### Information provided

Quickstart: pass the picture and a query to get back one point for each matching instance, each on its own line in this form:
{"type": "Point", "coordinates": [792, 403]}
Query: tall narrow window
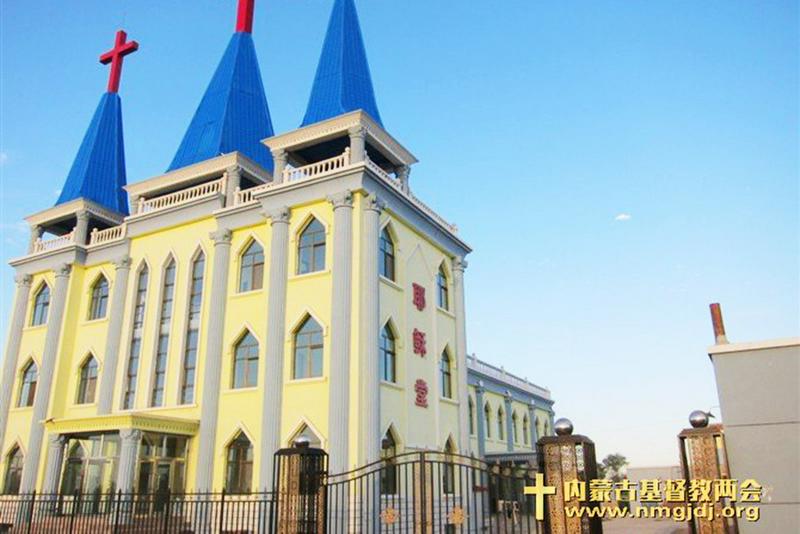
{"type": "Point", "coordinates": [132, 372]}
{"type": "Point", "coordinates": [501, 424]}
{"type": "Point", "coordinates": [41, 305]}
{"type": "Point", "coordinates": [311, 252]}
{"type": "Point", "coordinates": [471, 414]}
{"type": "Point", "coordinates": [442, 293]}
{"type": "Point", "coordinates": [389, 468]}
{"type": "Point", "coordinates": [445, 376]}
{"type": "Point", "coordinates": [192, 331]}
{"type": "Point", "coordinates": [386, 265]}
{"type": "Point", "coordinates": [239, 468]}
{"type": "Point", "coordinates": [308, 350]}
{"type": "Point", "coordinates": [88, 382]}
{"type": "Point", "coordinates": [162, 349]}
{"type": "Point", "coordinates": [251, 272]}
{"type": "Point", "coordinates": [14, 462]}
{"type": "Point", "coordinates": [388, 355]}
{"type": "Point", "coordinates": [99, 304]}
{"type": "Point", "coordinates": [27, 390]}
{"type": "Point", "coordinates": [245, 363]}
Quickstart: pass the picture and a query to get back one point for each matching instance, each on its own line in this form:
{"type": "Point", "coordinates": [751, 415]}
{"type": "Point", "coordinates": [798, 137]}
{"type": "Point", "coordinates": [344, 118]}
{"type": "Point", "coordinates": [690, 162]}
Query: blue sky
{"type": "Point", "coordinates": [616, 165]}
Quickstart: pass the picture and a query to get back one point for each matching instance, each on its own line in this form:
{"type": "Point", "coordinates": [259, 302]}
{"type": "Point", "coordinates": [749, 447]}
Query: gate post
{"type": "Point", "coordinates": [703, 457]}
{"type": "Point", "coordinates": [564, 458]}
{"type": "Point", "coordinates": [299, 483]}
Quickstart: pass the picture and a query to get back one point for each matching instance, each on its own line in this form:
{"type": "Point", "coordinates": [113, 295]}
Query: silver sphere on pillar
{"type": "Point", "coordinates": [563, 427]}
{"type": "Point", "coordinates": [698, 419]}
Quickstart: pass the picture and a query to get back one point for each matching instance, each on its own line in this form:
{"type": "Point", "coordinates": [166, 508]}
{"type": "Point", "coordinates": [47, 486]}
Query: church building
{"type": "Point", "coordinates": [177, 331]}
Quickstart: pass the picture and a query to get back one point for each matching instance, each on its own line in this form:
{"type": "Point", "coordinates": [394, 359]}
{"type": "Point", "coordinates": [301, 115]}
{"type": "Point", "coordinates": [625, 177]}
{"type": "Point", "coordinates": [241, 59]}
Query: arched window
{"type": "Point", "coordinates": [388, 355]}
{"type": "Point", "coordinates": [251, 271]}
{"type": "Point", "coordinates": [389, 469]}
{"type": "Point", "coordinates": [526, 434]}
{"type": "Point", "coordinates": [448, 469]}
{"type": "Point", "coordinates": [386, 265]}
{"type": "Point", "coordinates": [471, 407]}
{"type": "Point", "coordinates": [193, 330]}
{"type": "Point", "coordinates": [14, 462]}
{"type": "Point", "coordinates": [239, 468]}
{"type": "Point", "coordinates": [445, 376]}
{"type": "Point", "coordinates": [162, 349]}
{"type": "Point", "coordinates": [311, 252]}
{"type": "Point", "coordinates": [442, 292]}
{"type": "Point", "coordinates": [41, 305]}
{"type": "Point", "coordinates": [501, 423]}
{"type": "Point", "coordinates": [308, 350]}
{"type": "Point", "coordinates": [245, 363]}
{"type": "Point", "coordinates": [132, 372]}
{"type": "Point", "coordinates": [88, 383]}
{"type": "Point", "coordinates": [97, 310]}
{"type": "Point", "coordinates": [27, 390]}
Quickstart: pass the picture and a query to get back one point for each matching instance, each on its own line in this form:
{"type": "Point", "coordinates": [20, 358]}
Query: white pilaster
{"type": "Point", "coordinates": [209, 409]}
{"type": "Point", "coordinates": [459, 264]}
{"type": "Point", "coordinates": [16, 324]}
{"type": "Point", "coordinates": [339, 365]}
{"type": "Point", "coordinates": [272, 374]}
{"type": "Point", "coordinates": [111, 356]}
{"type": "Point", "coordinates": [45, 383]}
{"type": "Point", "coordinates": [370, 327]}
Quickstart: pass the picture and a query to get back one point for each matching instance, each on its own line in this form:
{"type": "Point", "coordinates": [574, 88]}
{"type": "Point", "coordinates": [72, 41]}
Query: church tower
{"type": "Point", "coordinates": [265, 288]}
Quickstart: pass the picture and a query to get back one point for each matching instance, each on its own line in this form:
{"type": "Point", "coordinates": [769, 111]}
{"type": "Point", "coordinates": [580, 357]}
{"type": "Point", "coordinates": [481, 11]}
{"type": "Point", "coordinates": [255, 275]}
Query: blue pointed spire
{"type": "Point", "coordinates": [233, 114]}
{"type": "Point", "coordinates": [98, 173]}
{"type": "Point", "coordinates": [342, 83]}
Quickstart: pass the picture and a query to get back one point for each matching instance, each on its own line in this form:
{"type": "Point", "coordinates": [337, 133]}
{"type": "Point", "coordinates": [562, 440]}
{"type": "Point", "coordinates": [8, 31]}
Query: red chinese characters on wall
{"type": "Point", "coordinates": [420, 346]}
{"type": "Point", "coordinates": [419, 296]}
{"type": "Point", "coordinates": [421, 388]}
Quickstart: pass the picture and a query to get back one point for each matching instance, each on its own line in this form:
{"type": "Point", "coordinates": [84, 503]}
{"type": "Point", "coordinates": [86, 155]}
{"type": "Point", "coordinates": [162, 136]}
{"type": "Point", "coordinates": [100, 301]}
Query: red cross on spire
{"type": "Point", "coordinates": [115, 56]}
{"type": "Point", "coordinates": [244, 20]}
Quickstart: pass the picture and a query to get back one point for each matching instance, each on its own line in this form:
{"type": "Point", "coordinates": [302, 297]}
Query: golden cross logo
{"type": "Point", "coordinates": [539, 490]}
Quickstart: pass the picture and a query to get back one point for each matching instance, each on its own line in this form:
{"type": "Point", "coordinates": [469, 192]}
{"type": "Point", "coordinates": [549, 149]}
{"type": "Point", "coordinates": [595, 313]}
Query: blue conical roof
{"type": "Point", "coordinates": [233, 114]}
{"type": "Point", "coordinates": [98, 173]}
{"type": "Point", "coordinates": [342, 83]}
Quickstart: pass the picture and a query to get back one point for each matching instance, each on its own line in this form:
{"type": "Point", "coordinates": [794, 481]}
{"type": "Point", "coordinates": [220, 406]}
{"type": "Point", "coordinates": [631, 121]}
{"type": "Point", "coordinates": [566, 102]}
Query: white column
{"type": "Point", "coordinates": [14, 335]}
{"type": "Point", "coordinates": [339, 404]}
{"type": "Point", "coordinates": [45, 383]}
{"type": "Point", "coordinates": [111, 356]}
{"type": "Point", "coordinates": [209, 409]}
{"type": "Point", "coordinates": [272, 375]}
{"type": "Point", "coordinates": [370, 327]}
{"type": "Point", "coordinates": [55, 458]}
{"type": "Point", "coordinates": [459, 264]}
{"type": "Point", "coordinates": [358, 135]}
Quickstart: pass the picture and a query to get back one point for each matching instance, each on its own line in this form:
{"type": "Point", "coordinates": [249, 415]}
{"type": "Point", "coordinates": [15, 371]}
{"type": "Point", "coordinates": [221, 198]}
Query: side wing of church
{"type": "Point", "coordinates": [176, 332]}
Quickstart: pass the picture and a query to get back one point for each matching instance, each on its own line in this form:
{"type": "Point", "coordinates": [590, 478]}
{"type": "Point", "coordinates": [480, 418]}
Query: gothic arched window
{"type": "Point", "coordinates": [445, 374]}
{"type": "Point", "coordinates": [245, 363]}
{"type": "Point", "coordinates": [14, 462]}
{"type": "Point", "coordinates": [386, 266]}
{"type": "Point", "coordinates": [88, 382]}
{"type": "Point", "coordinates": [27, 390]}
{"type": "Point", "coordinates": [99, 304]}
{"type": "Point", "coordinates": [41, 305]}
{"type": "Point", "coordinates": [251, 270]}
{"type": "Point", "coordinates": [388, 355]}
{"type": "Point", "coordinates": [308, 350]}
{"type": "Point", "coordinates": [239, 467]}
{"type": "Point", "coordinates": [311, 252]}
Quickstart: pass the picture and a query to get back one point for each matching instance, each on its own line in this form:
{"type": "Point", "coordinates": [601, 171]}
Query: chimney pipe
{"type": "Point", "coordinates": [719, 326]}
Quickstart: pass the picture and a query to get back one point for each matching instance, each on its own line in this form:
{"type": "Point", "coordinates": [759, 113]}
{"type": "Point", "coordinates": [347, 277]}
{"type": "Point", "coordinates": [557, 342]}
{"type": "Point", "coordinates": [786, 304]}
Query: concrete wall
{"type": "Point", "coordinates": [759, 393]}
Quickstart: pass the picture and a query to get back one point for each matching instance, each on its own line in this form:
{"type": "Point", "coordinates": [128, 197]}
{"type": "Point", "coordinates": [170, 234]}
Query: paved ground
{"type": "Point", "coordinates": [643, 526]}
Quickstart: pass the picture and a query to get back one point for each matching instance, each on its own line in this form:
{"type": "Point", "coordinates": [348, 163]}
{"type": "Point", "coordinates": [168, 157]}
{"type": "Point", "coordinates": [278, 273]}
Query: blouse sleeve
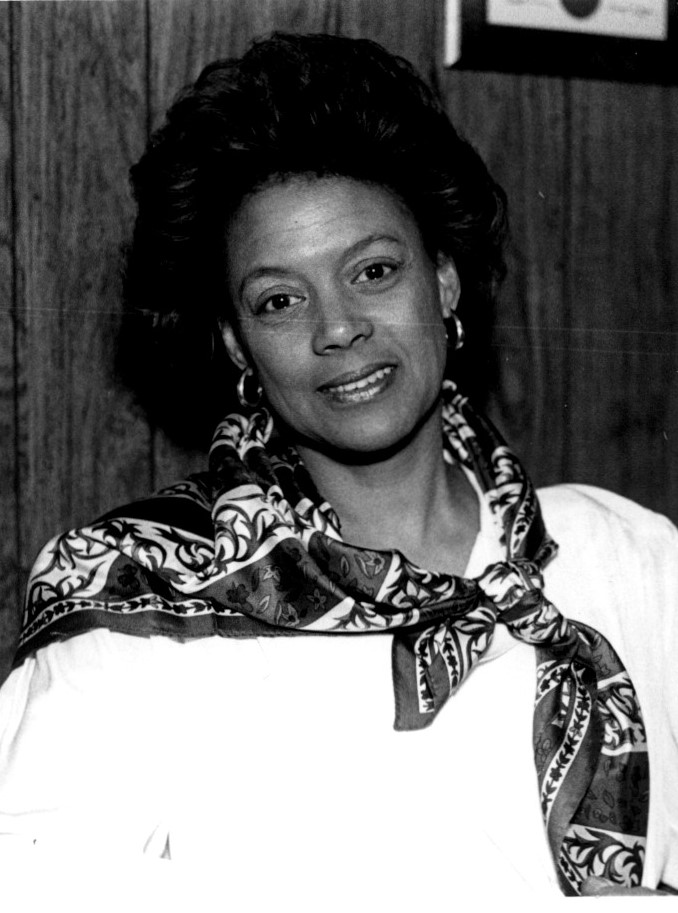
{"type": "Point", "coordinates": [79, 753]}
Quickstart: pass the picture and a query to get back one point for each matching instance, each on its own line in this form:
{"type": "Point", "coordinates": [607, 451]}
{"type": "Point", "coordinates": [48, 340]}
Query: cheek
{"type": "Point", "coordinates": [278, 363]}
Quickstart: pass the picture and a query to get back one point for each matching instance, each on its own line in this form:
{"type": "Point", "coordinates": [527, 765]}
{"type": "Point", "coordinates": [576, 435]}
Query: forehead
{"type": "Point", "coordinates": [313, 216]}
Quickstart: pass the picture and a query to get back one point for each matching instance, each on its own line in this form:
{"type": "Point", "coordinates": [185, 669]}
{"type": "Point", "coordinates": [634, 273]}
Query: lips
{"type": "Point", "coordinates": [359, 386]}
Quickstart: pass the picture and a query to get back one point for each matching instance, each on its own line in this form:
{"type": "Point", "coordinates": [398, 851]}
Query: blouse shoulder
{"type": "Point", "coordinates": [588, 511]}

### Exercise details
Gather every line from the entries above that contains the word "blouse", and copy each one in full.

### Written answer
Query: blouse sleeve
Query: blouse shoulder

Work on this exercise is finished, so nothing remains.